Stored items from a collection
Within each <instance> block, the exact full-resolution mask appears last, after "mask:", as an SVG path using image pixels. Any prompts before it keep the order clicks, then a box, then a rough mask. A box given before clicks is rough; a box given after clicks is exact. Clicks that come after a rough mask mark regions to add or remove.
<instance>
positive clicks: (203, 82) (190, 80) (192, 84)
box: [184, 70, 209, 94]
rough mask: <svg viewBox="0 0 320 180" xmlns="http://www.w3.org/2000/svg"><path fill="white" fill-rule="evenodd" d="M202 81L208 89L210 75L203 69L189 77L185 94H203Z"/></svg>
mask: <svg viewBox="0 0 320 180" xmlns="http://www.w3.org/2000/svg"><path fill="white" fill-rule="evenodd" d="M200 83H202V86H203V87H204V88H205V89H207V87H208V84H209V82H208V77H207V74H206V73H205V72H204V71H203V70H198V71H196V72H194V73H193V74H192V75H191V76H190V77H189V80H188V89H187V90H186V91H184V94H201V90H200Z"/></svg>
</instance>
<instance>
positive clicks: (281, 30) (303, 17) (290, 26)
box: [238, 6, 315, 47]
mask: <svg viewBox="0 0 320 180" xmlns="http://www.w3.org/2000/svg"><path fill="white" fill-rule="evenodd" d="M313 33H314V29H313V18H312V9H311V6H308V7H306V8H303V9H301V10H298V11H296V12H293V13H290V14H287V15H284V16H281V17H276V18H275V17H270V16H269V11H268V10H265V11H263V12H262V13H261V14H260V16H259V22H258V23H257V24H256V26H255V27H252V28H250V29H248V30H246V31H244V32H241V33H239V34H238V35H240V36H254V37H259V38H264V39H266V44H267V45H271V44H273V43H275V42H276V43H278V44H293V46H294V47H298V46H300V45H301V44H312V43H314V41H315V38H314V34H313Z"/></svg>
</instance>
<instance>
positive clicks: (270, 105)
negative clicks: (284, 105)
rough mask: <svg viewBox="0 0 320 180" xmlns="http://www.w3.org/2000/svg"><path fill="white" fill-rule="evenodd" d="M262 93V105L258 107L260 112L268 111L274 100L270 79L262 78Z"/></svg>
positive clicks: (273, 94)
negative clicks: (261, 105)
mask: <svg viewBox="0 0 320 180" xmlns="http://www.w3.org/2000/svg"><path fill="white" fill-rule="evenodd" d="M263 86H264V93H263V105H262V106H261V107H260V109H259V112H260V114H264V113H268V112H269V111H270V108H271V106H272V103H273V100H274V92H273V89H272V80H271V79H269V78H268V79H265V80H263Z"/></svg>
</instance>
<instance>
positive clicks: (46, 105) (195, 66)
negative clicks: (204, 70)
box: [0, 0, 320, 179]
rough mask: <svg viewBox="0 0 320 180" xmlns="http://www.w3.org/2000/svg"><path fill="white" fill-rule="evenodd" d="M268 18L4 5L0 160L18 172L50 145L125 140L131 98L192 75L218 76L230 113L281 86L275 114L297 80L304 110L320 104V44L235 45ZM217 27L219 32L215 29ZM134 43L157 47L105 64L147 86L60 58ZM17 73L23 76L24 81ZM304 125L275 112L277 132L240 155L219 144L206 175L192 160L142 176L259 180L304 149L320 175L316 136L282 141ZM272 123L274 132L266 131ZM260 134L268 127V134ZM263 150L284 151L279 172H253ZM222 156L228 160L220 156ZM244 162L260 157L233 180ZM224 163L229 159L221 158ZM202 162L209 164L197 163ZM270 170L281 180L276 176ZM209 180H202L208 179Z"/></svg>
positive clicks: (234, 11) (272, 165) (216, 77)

**Brief:**
All lines from the one with "93V105L258 107L260 112L268" through the end of the data must be repeated exactly, and nothing else may be repeated.

**Task output:**
rough mask: <svg viewBox="0 0 320 180" xmlns="http://www.w3.org/2000/svg"><path fill="white" fill-rule="evenodd" d="M262 93V105L258 107L260 112L268 111L274 100L270 79L262 78Z"/></svg>
positive clicks: (273, 94)
negative clicks: (261, 105)
mask: <svg viewBox="0 0 320 180" xmlns="http://www.w3.org/2000/svg"><path fill="white" fill-rule="evenodd" d="M263 86H264V93H263V105H262V106H261V107H260V109H259V112H260V114H264V113H268V112H269V111H270V108H271V106H272V103H273V100H274V92H273V89H272V80H271V79H269V78H268V79H265V80H263Z"/></svg>
</instance>
<instance>
positive clicks: (46, 105) (195, 66)
negative clicks: (204, 70)
box: [0, 0, 320, 179]
rough mask: <svg viewBox="0 0 320 180" xmlns="http://www.w3.org/2000/svg"><path fill="white" fill-rule="evenodd" d="M268 18L4 5L0 160L18 172L50 145L125 140L131 98L192 75L218 76L230 113L281 86L275 114L297 80L304 110L320 104V44L235 45ZM217 27L219 32L215 29ZM134 43L157 47L105 64L147 86L60 58ZM17 73L23 76L24 81ZM304 125L275 112L277 132L240 155L219 144L206 175L192 160L142 176L259 180L304 149L320 175L316 136L282 141ZM272 123L274 132L266 131ZM260 134L268 127V134ZM263 150L284 151L279 172H253ZM222 156L228 160L220 156ZM244 162L260 157L233 180ZM224 163L229 159L221 158ZM202 162L209 164L197 163ZM270 170L281 180L276 176ZM209 180H202L208 179Z"/></svg>
positive clicks: (234, 11) (272, 165) (216, 77)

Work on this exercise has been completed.